■ **Task to carry out**
Pick out each line in the records that contains the word "door" and copy it.

====================

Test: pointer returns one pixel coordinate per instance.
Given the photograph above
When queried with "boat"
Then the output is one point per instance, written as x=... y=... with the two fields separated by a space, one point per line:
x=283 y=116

====================

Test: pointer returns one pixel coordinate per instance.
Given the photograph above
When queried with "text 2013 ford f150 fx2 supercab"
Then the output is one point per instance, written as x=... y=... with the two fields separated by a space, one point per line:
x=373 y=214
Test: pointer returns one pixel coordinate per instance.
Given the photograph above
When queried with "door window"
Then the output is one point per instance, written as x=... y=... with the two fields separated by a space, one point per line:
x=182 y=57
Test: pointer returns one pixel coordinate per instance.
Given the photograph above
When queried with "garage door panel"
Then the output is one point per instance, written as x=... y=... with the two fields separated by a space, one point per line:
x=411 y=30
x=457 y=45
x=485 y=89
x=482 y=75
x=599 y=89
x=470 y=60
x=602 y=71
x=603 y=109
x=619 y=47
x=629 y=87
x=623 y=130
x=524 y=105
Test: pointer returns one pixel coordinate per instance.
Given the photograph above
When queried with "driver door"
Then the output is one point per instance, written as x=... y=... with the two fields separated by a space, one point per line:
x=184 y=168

====================

■ **Answer**
When queried with "door window"
When queried with "garage door panel"
When queried with "driver door"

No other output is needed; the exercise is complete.